*** Opening of DATA TO PROCESS ***

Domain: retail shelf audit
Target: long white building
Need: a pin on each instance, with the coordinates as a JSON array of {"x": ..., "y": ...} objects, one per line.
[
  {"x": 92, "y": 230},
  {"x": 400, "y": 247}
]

*** Close of DATA TO PROCESS ***

*EXERCISE BRIEF*. Give the whole listing again, character for character.

*EXERCISE ANSWER*.
Domain: retail shelf audit
Target: long white building
Need: a pin on each instance, with the coordinates as a JSON array of {"x": ..., "y": ...} objects, one per line.
[
  {"x": 92, "y": 230},
  {"x": 400, "y": 247}
]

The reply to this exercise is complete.